-- START OF Extracted text --
Stories and poems

"The metaphoric image of 'orphan lines' is a contrivance of the detached onlooker to whom the verbal art of continuous correspondences remains aesthetically alien. Orphan lines in poetry of pervasive parallels are a contradiction in terms, since whatever the status of a line, all its structure and functions are indissolubly interlaced with the near and distant verbal environment, and the task of linguistic analysis is to disclose the levels of this coaction. When seen from the inside of the parallelistic system, the supposed orphanhood, like any other componential status, turns into a network of multifarious compelling affinities.'
Roman JAKOBSON, "Grammatical Parallelism and its Russian Facet", Language, 42/2, 1966, pp. 399-429, p. 428-429

Sunday, November 26, 2017

How Daphne Became a Tree


How Daphne Became a Tree

Running from the god of sun:
It must have been like
this grey light
of early spring,
a changing time
before the flow’s begun,
bitter ends that start, 
the tips of buds on branches,
but, batter back
my leafy bower
and savor February, March,
unsure,
not yet,
until the rain
to wash,
transforms again,
becomes.

Tuesday, November 14, 2017

Gold Can Stay


The Connecticut River in fall from the train
I’ve been thinking a lot about my writing and it’s connection to place, and about writing in general and how it often springs from our experience of a place, how the land fuels writing in a mysterious way. Does the poet give voice to the land, a kind of land ventriloquist? Certainly the poet often speaks for the land, channels spirit of land, learns to hear the songs the seep up from the earth like water in a boggy place. I put my foot down and the words come up around and in between my toes. On the land, the words come. I’ve been writing from the land.
-- END OF Extracted text --
-- START OF Given entries --
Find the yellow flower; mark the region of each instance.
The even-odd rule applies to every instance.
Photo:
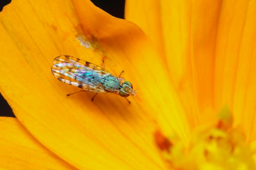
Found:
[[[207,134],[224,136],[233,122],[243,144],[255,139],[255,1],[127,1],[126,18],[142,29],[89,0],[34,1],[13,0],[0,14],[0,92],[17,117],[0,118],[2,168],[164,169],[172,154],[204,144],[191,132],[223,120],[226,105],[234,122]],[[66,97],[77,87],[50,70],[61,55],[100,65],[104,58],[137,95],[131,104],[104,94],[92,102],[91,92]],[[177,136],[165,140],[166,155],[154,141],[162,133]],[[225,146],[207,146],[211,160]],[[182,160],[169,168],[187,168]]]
-- END OF Given entries --
-- START OF Given entries --
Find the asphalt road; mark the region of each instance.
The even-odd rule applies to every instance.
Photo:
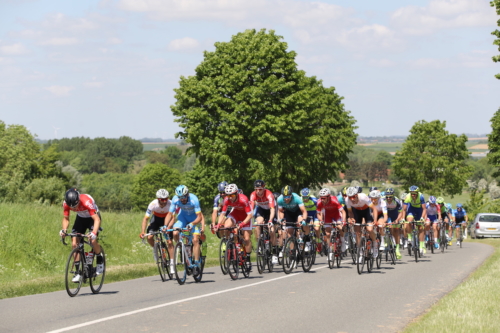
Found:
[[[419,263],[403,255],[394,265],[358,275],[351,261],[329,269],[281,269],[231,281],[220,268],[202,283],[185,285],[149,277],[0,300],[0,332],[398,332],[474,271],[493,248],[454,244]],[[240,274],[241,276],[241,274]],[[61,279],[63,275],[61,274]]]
-- END OF Given entries --
-- START OF Given entries --
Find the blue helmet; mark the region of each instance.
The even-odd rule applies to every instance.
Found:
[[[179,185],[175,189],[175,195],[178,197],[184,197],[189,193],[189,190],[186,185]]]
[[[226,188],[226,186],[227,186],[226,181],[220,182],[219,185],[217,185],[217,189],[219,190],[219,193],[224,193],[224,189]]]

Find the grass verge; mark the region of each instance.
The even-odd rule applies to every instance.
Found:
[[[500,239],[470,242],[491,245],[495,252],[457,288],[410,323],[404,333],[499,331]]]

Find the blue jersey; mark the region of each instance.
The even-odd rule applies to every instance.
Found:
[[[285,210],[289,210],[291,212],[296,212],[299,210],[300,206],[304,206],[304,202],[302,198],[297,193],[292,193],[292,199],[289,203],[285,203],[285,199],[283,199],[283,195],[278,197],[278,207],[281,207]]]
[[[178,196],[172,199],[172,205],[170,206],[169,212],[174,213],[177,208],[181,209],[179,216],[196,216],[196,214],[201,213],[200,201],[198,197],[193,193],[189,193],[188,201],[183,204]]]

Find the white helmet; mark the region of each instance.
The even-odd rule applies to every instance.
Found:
-- END OF Given entries --
_Aim_. Change "train" to "ferry" in the blog text, starting at "Gold Can Stay" and ending at "from the land.", and write out that part again. These lines are separate material, apart from the blog text.

_Finished exercise_.
Gold Can Stay


The Connecticut River in fall from the ferry
I’ve been thinking a lot about my writing and it’s connection to place, and about writing in general and how it often springs from our experience of a place, how the land fuels writing in a mysterious way. Does the poet give voice to the land, a kind of land ventriloquist? Certainly the poet often speaks for the land, channels spirit of land, learns to hear the songs the seep up from the earth like water in a boggy place. I put my foot down and the words come up around and in between my toes. On the land, the words come. I’ve been writing from the land.